─── Source excerpt

Once SAS Enterprise Miner shows you both visual indicators, left click with your mouse and keep the button depressed so that you can grab an arrow out of the first node to connect to the second node.

Unfortunately, I cannot show you that the mouse cursor has changed to a pencil in the screen capture but notice the arrow coming from the grey rectangle in the data source node. Bring the arrow into the left-hand edge of the node you want to connect to, in this case, StatExplore, and when the arrow is pointing to the correct edge, release the mouse button.

Congratulations!! You’ve connected nodes and now have a process flow. Now the data (including metadata) flows from the COMMSDATA data source node into the StatExplore node. When the diagram is run, the data are processed by the second node to produce summary statistics. Although I will not do it here, (keep in mind this post covers the physical aspect of how to build models) there are a few ways to run the StatExplore node. One way is to right click on the node and select Run. Another way is to click on the node you want to run and then open the Actions menu at the top of the interface and select Run.

Yet another option is to select the desired node and then click the Run short-cut button found just below the drop-down menus.

Adding additional steps to the analysis is done by adding more nodes to the diagram.

Nodes do not have to be connected in a perfect line either; the diagram can branch out. Suppose in the diagram we’ve built up to this point, we want to next partition the data. We do not need to connect the Data Partition node to the StatExplore node (although we could). The StatExplore node can be like a “dead end” where no nodes need to be connected after it. That’s because the StatExplore node is not altering or changing the data in any way. There’s nothing the node “does” to the data that requires it to be connected directly to other nodes. But that’s the same reason we could connect another node to it. The data would simply flow through that node and if we chose to connect Data Partition to it, the unaltered data would simply pass through StatExplore and flow into the Data Partition node. Keep in mind SAS Enterprise Miner is completely flexible in how diagrams are built, giving full control to the analyst. Below is what the process flow looks like when I connect the data node to the Data Partition node in a new branch. (The Data Partition node is found above the Sample tab in the SEMMA palette.)

The process flow, and thus the analysis, continues from there. The diagram is ready for more data preprocessing, or a supervised modeling node can be added if we’re ready to build a model.

There may be a reason to disconnect nodes. First, left click on the connection you want to remove. SAS Enterprise Miner indicates what connection you have selected by placing a yellow square at the start and end of the connection arrow. The properties panel even provides information about what connection is selected by stating the From and To nodes properties.

──────

### [Exercise directions]
Reproduce the part of the SAS Enterprise Miner text that begins with the words "Once SAS Enterprise" and ends with "the second node.", using "visual cues" in place of "visual indicators".

─── Stored records

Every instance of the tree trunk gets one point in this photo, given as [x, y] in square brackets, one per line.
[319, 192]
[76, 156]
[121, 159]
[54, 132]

──────

### [Output for this task]
Once SAS Enterprise Miner shows you both visual cues, left click with your mouse and keep the button depressed so that you can grab an arrow out of the first node to connect to the second node.